● **ACTIVITY**:
Your task is to transcribe the lines from the start of the data below through the line containing "In this picture, where can the residential", inclusive, exactly as they stand and without the pictures.

● **SUPPLIED MATERIAL**:

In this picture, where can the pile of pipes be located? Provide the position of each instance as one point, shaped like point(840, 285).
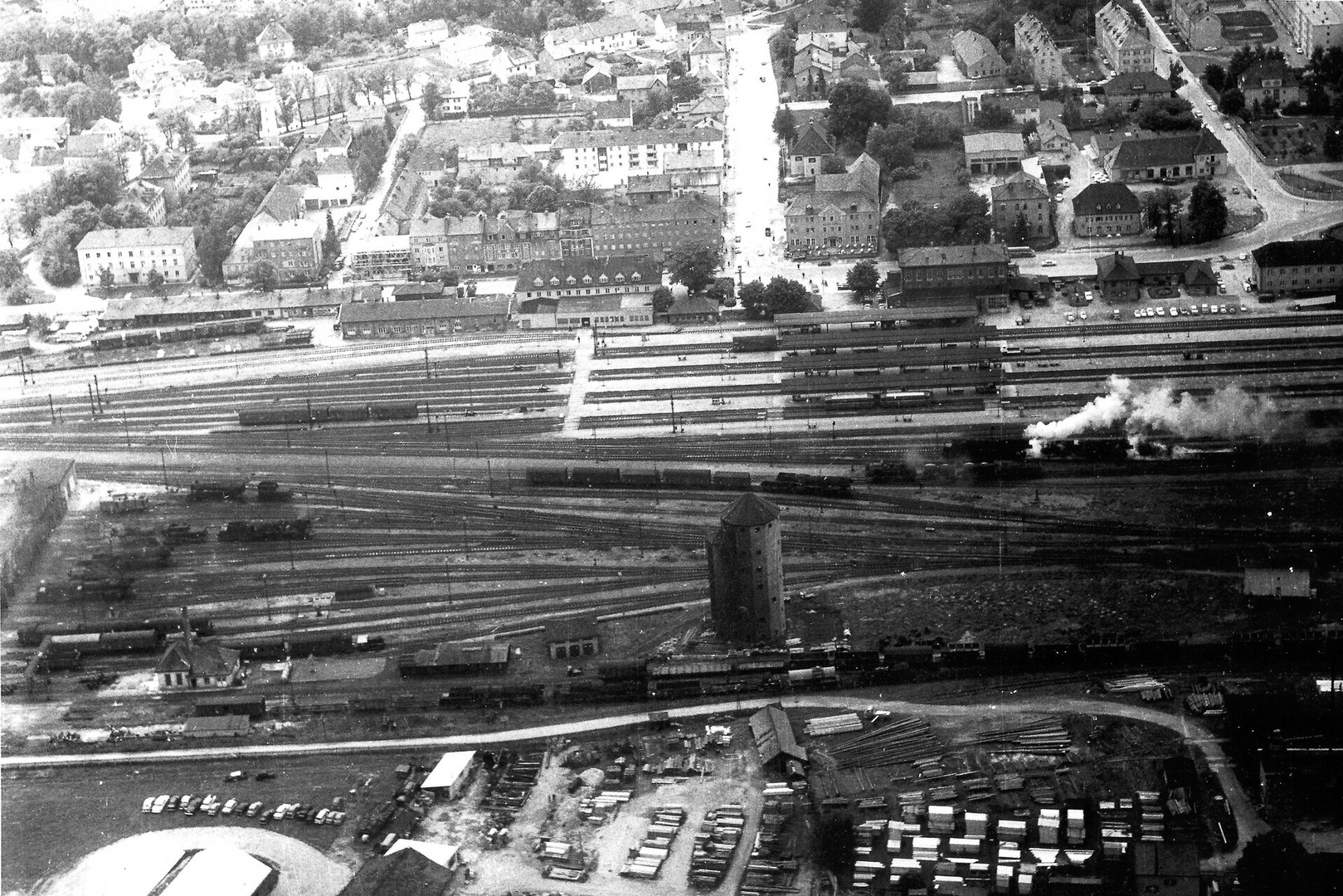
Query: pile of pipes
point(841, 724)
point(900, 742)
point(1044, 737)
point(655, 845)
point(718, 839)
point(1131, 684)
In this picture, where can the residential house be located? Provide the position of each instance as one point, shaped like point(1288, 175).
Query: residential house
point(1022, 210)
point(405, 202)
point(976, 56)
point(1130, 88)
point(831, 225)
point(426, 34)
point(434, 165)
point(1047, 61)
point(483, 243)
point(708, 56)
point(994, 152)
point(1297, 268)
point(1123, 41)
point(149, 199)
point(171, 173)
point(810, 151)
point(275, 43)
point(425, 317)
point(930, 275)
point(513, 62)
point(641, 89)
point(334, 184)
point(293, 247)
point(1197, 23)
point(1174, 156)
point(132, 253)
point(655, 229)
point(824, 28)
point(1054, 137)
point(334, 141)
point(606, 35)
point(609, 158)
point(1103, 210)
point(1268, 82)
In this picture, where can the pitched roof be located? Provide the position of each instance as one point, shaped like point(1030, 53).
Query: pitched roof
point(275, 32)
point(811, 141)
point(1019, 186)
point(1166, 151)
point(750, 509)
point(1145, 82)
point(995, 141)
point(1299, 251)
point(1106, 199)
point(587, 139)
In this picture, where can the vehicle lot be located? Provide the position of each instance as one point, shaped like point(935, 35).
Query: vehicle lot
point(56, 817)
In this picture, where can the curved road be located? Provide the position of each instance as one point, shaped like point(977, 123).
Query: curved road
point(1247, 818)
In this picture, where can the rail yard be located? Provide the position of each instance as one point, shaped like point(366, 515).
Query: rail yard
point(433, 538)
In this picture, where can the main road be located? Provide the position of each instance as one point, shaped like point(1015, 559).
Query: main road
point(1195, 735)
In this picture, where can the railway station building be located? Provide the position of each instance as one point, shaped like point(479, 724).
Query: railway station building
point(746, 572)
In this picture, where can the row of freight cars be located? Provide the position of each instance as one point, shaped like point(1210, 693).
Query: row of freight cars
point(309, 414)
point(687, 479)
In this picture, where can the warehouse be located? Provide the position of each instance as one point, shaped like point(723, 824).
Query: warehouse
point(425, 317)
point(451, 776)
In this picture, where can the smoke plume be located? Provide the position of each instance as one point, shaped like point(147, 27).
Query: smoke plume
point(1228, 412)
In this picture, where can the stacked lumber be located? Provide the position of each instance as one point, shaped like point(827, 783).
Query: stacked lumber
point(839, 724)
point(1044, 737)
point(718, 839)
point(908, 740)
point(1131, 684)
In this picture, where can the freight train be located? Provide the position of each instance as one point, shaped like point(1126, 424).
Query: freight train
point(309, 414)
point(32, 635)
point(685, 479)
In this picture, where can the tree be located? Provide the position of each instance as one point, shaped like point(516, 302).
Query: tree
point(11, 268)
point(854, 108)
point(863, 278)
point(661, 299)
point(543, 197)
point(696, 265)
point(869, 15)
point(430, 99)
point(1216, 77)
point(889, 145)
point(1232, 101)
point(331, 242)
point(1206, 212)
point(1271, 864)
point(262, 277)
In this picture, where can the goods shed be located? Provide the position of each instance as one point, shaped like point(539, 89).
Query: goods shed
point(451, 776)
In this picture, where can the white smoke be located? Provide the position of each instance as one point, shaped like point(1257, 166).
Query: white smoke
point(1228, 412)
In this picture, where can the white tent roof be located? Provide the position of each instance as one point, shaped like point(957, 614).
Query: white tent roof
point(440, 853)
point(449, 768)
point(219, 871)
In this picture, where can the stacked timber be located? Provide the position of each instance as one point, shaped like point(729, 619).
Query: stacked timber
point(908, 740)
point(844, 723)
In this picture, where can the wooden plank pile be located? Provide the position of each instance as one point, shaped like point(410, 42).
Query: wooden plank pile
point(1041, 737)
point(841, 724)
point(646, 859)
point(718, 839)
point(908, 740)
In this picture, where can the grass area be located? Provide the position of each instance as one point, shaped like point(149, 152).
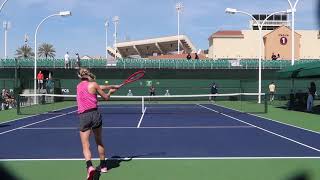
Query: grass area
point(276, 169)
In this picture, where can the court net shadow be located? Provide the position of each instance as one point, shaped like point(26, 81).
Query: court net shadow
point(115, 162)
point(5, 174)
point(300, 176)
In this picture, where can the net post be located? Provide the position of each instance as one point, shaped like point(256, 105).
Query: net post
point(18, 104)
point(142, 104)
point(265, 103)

● **ANSWER TO THIS EXERCISE**:
In this picture, where can the pile of pipes be located? Provide the position of each instance as one point, shaped like point(840, 285).
Query: pile of pipes
point(841, 724)
point(900, 742)
point(1044, 737)
point(655, 845)
point(718, 839)
point(1131, 684)
In this picture, where can the residential house be located? Provide the position of each instance as one point, shaped like point(1288, 175).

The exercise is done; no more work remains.